Source data:
---
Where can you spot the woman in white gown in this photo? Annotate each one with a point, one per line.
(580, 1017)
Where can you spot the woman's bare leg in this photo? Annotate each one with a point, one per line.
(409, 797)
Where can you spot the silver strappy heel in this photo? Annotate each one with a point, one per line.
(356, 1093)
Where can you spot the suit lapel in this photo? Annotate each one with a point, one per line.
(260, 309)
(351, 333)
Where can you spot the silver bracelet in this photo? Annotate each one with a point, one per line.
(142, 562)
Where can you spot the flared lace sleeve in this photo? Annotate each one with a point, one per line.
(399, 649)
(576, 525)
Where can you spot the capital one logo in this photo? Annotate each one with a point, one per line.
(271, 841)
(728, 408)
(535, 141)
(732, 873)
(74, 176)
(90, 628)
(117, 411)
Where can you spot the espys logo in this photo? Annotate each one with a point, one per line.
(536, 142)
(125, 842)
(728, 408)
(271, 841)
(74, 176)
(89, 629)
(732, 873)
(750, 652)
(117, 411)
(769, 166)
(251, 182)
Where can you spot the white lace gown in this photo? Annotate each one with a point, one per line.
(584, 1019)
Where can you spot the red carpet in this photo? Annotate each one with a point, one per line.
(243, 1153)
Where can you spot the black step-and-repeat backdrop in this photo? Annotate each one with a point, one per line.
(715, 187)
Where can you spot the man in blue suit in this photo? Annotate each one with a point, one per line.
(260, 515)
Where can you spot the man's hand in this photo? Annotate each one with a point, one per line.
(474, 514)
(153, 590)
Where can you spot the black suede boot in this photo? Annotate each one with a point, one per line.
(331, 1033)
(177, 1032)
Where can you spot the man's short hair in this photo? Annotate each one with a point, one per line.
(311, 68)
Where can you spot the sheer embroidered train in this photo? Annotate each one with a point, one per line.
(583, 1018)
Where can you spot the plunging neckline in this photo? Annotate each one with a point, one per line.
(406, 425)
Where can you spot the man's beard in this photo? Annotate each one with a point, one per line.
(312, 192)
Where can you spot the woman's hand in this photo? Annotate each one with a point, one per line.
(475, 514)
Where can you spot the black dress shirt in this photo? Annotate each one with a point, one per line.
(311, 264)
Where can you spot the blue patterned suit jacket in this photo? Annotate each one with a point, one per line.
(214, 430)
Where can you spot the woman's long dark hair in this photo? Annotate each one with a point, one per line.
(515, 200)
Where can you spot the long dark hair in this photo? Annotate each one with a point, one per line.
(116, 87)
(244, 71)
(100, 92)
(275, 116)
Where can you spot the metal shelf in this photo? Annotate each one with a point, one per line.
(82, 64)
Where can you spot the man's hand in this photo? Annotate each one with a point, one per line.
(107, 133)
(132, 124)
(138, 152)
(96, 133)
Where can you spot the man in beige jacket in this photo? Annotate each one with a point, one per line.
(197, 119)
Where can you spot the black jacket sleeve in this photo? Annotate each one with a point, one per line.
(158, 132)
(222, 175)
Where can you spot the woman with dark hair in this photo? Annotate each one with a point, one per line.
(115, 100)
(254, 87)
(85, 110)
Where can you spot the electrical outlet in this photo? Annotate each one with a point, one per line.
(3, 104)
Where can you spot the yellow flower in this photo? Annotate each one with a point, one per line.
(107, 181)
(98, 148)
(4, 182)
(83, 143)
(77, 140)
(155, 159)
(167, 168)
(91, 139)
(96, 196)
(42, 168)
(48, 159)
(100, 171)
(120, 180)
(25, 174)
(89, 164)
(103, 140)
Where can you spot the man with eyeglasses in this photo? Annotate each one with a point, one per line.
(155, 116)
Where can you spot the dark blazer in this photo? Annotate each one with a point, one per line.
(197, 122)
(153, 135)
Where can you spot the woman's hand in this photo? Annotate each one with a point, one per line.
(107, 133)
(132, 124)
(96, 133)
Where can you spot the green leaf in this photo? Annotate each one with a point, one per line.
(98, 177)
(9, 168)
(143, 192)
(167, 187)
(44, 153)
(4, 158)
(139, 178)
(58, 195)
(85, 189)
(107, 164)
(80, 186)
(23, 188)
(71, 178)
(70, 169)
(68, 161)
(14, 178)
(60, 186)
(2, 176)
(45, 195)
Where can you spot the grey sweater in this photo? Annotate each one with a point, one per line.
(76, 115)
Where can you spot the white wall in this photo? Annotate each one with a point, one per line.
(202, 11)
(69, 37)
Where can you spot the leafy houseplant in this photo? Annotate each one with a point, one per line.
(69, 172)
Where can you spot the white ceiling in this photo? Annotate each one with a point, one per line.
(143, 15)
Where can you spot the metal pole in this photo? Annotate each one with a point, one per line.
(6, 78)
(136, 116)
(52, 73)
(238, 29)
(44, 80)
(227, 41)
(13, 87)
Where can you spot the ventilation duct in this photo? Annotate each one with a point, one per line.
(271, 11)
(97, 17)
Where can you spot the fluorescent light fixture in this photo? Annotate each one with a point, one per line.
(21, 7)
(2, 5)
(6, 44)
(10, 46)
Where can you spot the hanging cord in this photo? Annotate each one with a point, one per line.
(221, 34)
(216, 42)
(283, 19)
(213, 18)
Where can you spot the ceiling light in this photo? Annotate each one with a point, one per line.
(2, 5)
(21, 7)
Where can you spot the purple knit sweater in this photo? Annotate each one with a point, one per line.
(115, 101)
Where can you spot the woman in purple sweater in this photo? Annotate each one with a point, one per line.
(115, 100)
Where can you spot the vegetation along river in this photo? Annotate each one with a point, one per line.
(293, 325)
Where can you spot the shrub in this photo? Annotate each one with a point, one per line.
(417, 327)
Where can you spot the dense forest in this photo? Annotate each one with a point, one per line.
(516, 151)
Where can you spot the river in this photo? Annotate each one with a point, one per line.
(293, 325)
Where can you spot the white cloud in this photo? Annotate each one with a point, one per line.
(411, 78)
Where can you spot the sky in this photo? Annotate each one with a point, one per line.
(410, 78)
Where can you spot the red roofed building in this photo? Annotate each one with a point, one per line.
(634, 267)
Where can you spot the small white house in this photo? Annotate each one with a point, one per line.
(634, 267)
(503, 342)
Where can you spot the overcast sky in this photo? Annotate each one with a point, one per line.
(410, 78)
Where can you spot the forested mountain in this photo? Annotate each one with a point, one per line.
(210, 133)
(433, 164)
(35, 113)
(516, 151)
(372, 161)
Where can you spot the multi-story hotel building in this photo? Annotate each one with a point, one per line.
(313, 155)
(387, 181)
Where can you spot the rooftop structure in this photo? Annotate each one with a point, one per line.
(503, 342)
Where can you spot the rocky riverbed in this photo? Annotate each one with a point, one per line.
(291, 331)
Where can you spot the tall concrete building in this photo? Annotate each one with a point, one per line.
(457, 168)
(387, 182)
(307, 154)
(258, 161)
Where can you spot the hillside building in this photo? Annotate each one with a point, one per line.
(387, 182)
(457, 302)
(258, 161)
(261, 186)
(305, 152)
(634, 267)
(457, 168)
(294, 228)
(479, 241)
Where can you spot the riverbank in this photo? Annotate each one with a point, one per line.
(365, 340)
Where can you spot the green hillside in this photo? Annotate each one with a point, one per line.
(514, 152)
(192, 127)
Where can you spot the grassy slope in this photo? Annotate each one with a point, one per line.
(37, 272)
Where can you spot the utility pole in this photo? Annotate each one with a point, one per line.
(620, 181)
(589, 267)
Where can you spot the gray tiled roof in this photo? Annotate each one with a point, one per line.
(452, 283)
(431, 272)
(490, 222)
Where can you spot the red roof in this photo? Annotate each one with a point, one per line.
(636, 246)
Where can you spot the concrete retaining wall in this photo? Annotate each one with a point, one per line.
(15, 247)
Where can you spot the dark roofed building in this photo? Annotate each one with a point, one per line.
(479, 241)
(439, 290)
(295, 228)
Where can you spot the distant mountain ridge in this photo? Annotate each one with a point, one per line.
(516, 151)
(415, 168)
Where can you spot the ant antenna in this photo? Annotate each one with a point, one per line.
---
How to complete this task:
Each entry shown above should be transcribed exactly as written.

Answer box:
Where can you spot the woman in white gown in this photo? Annotate each one with a point, one per line.
(580, 1017)
Where can you spot the woman's bare leg in this photo? Annotate each one with a point, one per line.
(409, 797)
Where can you spot the silver strappy heel in this photo? Annotate each one with a point, one per line.
(356, 1093)
Where can you spot the suit lapel in this photo? Annotate each one with a point, one per line.
(260, 309)
(351, 333)
Where can you spot the silver bracelet in this photo? Annotate each one with a point, one per line.
(142, 562)
Where can you spot the flared lace sleeve in this photo? Annotate each one with a point, one per line.
(399, 649)
(576, 525)
Where can you spot the capital one logo in this photo? Annotate each one with a point, one per line.
(271, 841)
(728, 408)
(535, 141)
(732, 873)
(74, 176)
(90, 628)
(117, 411)
Where can you spot the espys logo in this photo? Annotate each one with a point, one per line.
(536, 142)
(125, 842)
(728, 408)
(271, 841)
(74, 176)
(89, 629)
(732, 873)
(750, 652)
(117, 411)
(769, 166)
(251, 182)
Where can you spot the white lace gown in this photo? Annotate each one with a point, one per line.
(584, 1019)
Where can you spot the red carpet in this photo? Annotate each one with a point, one per line.
(243, 1153)
Where can you spot the black step-and-repeat backdrop in this photo? Annotate each one with a point, one per line.
(715, 187)
Where can you spot the man in blue suit in this photo? Annotate each one with a point, one per line.
(260, 515)
Where can you spot the man's hand in this photo? Annotate each one with a point, one per line.
(474, 514)
(153, 590)
Where can you spot the black suede boot in this photo? Annotate each one with a point, one per line.
(331, 1033)
(177, 1032)
Where can you spot the man's short hair in this photo? Annotate each one with a point, one per line.
(311, 68)
Where can you spot the sheer embroidered train in this photo? Annotate each one with a point, one per line.
(583, 1018)
Where can you spot the plunging neckline in this photo? Annotate each one with a point, one per line.
(406, 425)
Where can you spot the man's beard in this photo? Annotate each one with a point, one per line.
(312, 192)
Where can you spot the woman's hand in this photo? Annotate each one with a point, one per line.
(475, 514)
Where can you spot the black dress shirt in this photo? Annotate each one with a point, one per line.
(311, 264)
Where can you spot the blue patterned suit jacket in this photo? Annotate each one with a point, one per line.
(214, 430)
Where can you spot the woman's long dark hair in this photo? Annotate each one with a point, one per line.
(515, 200)
Where can you spot the long dark hair in this photo? Annotate each one with a point, one per line.
(116, 87)
(244, 71)
(100, 92)
(275, 116)
Where can you spot the metal shelf in this photo? Annotate each one with a point, one per line.
(82, 64)
Where can you spot the man's hand in this photo? Annotate each one with a point, one per line.
(107, 133)
(132, 124)
(138, 152)
(96, 133)
Where can you spot the man in beige jacket in this photo? Annotate each one with a point, one per line.
(197, 119)
Where can you spot the black jacket sleeve in this photo? Annotate each one with a point, one per line.
(158, 132)
(222, 175)
Where can you spot the woman with dark hair in this photo? Annotate each one with a point, one per line.
(115, 100)
(254, 87)
(85, 110)
Where can you spot the electrical outlet in this photo? Annotate each one with a point, one per line.
(3, 104)
Where can you spot the yellow flower in this photo? Annotate each one with a point, one per line.
(107, 181)
(98, 148)
(4, 182)
(83, 143)
(77, 140)
(155, 159)
(167, 168)
(91, 139)
(96, 196)
(42, 168)
(48, 159)
(100, 171)
(120, 180)
(25, 174)
(89, 164)
(103, 140)
Where can you spot the man with eyeglasses in this photo? Annotate each one with a point, one per line.
(155, 116)
Where can you spot the dark blazer in this photo? Annotate each one with a point, one per line.
(197, 122)
(153, 135)
Where can you spot the woman's hand in this photo? Annotate each one with a point, one per line.
(107, 133)
(132, 124)
(96, 133)
Where can you spot the green leaf in this photo? Annotate each one with a point, one per line.
(98, 177)
(9, 168)
(143, 192)
(167, 187)
(44, 153)
(4, 158)
(139, 178)
(58, 195)
(85, 189)
(107, 164)
(80, 186)
(23, 188)
(71, 178)
(70, 169)
(68, 161)
(14, 178)
(60, 186)
(2, 176)
(45, 195)
Where can you spot the grey sweater in this photo? Annotate each one with a point, one per line.
(76, 115)
Where can you spot the white wall in this photo? Annotate each one with a point, one per line.
(202, 11)
(69, 37)
Where can you spot the leafy houseplant in this photo? Annotate each one with a point, one per line.
(69, 172)
Where can you spot the white ceiling in this photo? Annotate each one with a point, one per line.
(143, 15)
Where can you spot the metal pole in this photo? Annotate each one with a point, one per line.
(6, 78)
(136, 116)
(52, 73)
(238, 29)
(44, 80)
(227, 41)
(13, 87)
Where can you spot the ventilation duct in this photo? Annotate each one with a point, one per line.
(271, 11)
(97, 17)
Where can you spot the fluorescent light fixture in this photo? Annotate each one with a point, one per line.
(21, 7)
(2, 5)
(6, 44)
(10, 46)
Where can you spot the hanging cord in this photo? Annotate each one with a point, one per line.
(221, 34)
(216, 42)
(283, 19)
(213, 18)
Where can you spot the ceiling light in this photo? Annotate each one with a point, one per line.
(2, 5)
(21, 7)
Where can you spot the purple knit sweater in this photo? Annotate each one with a point, one per line.
(115, 101)
Where can you spot the woman in purple sweater in this photo? Annotate each one with a point, one per line.
(115, 100)
Where can you spot the vegetation along river in this photo? Annotate each one with a point, one per line.
(293, 325)
Where can you spot the shrub in this photo? Annotate each one with a point, one per line.
(417, 327)
Where can you spot the dense forest in this photo? Annotate each one with a point, one per line.
(516, 151)
Where can you spot the river in this photo? Annotate each one with a point, one per line.
(293, 325)
Where can you spot the white cloud in this photo? Annotate each one with a point, one per line.
(411, 78)
Where can you spot the sky in this photo? Annotate each one with a point, one per line.
(410, 78)
Where can you spot the red roofed building in this photo? Annotate each one with a point, one per line.
(634, 267)
Where can you spot the small white house in this photo? Annotate each one with a point, one per line.
(634, 267)
(503, 342)
Where can you spot the overcast sky in this photo? Annotate each one with a point, one per line.
(410, 78)
Where can you spot the forested mountain in this photo? Annotate each one with a point, one per line.
(210, 133)
(433, 164)
(35, 113)
(516, 151)
(372, 161)
Where can you spot the multi-story hotel building in this photo? Annotate each one with a point, one per line.
(313, 155)
(387, 181)
Where can you spot the rooftop structure in this photo? Annotate each one with a point, one per line.
(503, 342)
Where can you spot the rocky riverbed in this photo? Annotate each one with a point, one per line.
(291, 331)
Where can you spot the tall concrete building in this photo? Annotate each one with a point, one per line.
(457, 168)
(387, 182)
(307, 154)
(258, 161)
Where can you spot the hillside building in this photo? Annotate each one with a point, one per line.
(387, 182)
(457, 302)
(258, 161)
(261, 186)
(305, 152)
(634, 267)
(457, 168)
(294, 228)
(479, 241)
Where can you spot the riverbank in this photo? Annotate each one with a point, one per line.
(365, 340)
Where can you spot the green hillside in this photo? Annotate each one with a point, one per line.
(514, 152)
(192, 127)
Where can you spot the grassy slope in this photo? Annotate each one with a point, one per line.
(37, 272)
Where can you spot the utility pole in this photo? Annotate each one with a point, one per line.
(620, 181)
(589, 267)
Where can you spot the gray tiled roof in this photo? Annotate each one with a point, one per line.
(452, 283)
(431, 272)
(490, 222)
Where can you spot the red roof in this photo? Annotate each one with a point, one per line.
(636, 246)
Where can you spot the concrete retaining wall in this photo? Annotate each one with a point, one per line.
(15, 247)
Where can you spot the dark roofed building in this photo? Annotate each one with a point, one per line.
(479, 241)
(439, 290)
(295, 228)
Where can you spot the distant mountain ridge in this photo? Annotate each one with a point, one per line.
(516, 151)
(415, 168)
Where can you spot the ant antenna in this photo? Annotate each one with a point, one per line.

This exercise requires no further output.